----- Provided records

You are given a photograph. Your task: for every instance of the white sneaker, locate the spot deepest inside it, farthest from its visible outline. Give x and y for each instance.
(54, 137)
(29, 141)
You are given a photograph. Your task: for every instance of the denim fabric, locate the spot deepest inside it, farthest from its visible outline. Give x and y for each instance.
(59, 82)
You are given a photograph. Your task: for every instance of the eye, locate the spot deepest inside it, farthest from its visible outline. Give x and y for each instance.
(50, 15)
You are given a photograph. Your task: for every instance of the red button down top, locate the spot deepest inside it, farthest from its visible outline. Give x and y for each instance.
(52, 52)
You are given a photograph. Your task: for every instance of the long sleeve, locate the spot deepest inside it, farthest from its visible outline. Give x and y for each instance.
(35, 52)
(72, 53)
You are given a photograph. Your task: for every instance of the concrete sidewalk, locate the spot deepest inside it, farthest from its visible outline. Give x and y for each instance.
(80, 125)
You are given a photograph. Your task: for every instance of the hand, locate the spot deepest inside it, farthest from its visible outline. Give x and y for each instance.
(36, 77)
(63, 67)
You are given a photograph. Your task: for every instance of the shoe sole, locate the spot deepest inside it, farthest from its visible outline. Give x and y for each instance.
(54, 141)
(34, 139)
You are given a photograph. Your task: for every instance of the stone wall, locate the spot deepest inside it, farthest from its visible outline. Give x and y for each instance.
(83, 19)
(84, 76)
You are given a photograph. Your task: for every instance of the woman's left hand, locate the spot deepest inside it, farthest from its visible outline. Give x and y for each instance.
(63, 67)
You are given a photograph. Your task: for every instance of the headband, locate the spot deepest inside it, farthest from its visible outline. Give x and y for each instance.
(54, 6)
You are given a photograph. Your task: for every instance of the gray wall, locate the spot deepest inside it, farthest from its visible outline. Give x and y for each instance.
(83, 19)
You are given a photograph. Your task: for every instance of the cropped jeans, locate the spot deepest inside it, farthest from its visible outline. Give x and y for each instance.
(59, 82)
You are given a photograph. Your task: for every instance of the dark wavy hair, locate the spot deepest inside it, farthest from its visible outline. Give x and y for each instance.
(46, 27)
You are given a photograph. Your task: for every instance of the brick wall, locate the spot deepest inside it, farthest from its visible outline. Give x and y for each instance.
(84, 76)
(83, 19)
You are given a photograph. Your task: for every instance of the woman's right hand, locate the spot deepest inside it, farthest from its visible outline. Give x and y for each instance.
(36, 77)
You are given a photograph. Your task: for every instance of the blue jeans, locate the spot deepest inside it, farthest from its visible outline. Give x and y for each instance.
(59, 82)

----------

Exercise task:
Retype every line of the records above, word for word.

Finished task:
You are given a photograph. Your task: for every instance of the white sneaker, locate the spot deepest inside it, farthest from its visible outline. Give x and y for each instance.
(54, 137)
(29, 141)
You are given a photograph. Your task: for every instance of the denim fabric, locate the spot deepest inside it, farthest from its visible outline. Give x and y for each instance.
(59, 82)
You are given a photograph. Your task: for every instance of the eye, locate the spot deepest inside it, farthest from its visible outline. Give x and y for each instance.
(50, 15)
You are given a photograph. Your task: for every instance of the red button down top, locate the spot deepest inside it, farthest from its visible outline. Give x and y for each instance.
(52, 52)
You are given a photograph. Your task: for every instance of the long sleeve, locate the spot deepest inside it, farthest from its visible outline. Give x and y for each instance.
(35, 52)
(72, 53)
You are given a photograph. Your task: for every instance of the concrete sidewalk, locate the spot deepest inside it, farthest from its visible outline. Give x and y for each instance.
(80, 125)
You are given a photograph. Your task: for every instance of the hand, locate the spot deepest inside it, farthest from its visible outline. Give x and y for each instance.
(36, 77)
(63, 67)
You are given a photograph. Your task: for every instance of the shoe sole, locate the spot deepest inside it, farthest from its visible outline. Give x and y for each instance.
(54, 141)
(34, 139)
You are given a photograph. Your task: for every instance of the stone wall, locate the spot deepest inside it, farthest from its visible outline. Give x and y for each instance.
(83, 19)
(84, 76)
You are given a photograph. Your task: for every instance of the woman's left hand, locate the spot deepest inside it, farthest from its visible outline. Give x and y for each instance.
(63, 67)
You are given a photograph. Your task: for every instance of the headband, locate the spot deepest inside it, farthest from its visible outline. Give x and y for each instance.
(54, 6)
You are given a photograph. Your task: for every instance of the gray wall, locate the spot deepest inside it, farthest from its visible outline. Give x and y for each instance.
(83, 19)
You are given a photograph. Your task: for every instance of the cropped jeans, locate the spot deepest inside it, farthest from its visible outline. Give x and y for each instance.
(59, 82)
You are given a photograph. Your task: for every instance of the dark wavy hair, locate the spot deepest inside it, farthest from its visible outline. Give x and y for each instance.
(46, 27)
You are given a photograph. Your task: for every instance of the brick wall, locate the spot deepest inside it, farthest from its visible outline. Give x and y for each instance.
(84, 76)
(83, 19)
You are given a photograph. Your task: for every instance of the woman's right hand, locate the spot deepest inside it, farthest from its visible outline. Give x and y for each instance.
(36, 77)
You are given a photograph. Your task: for every instance of the blue jeans, locate the spot deepest inside it, farthest from its visible outline. Give x and y for each instance.
(59, 82)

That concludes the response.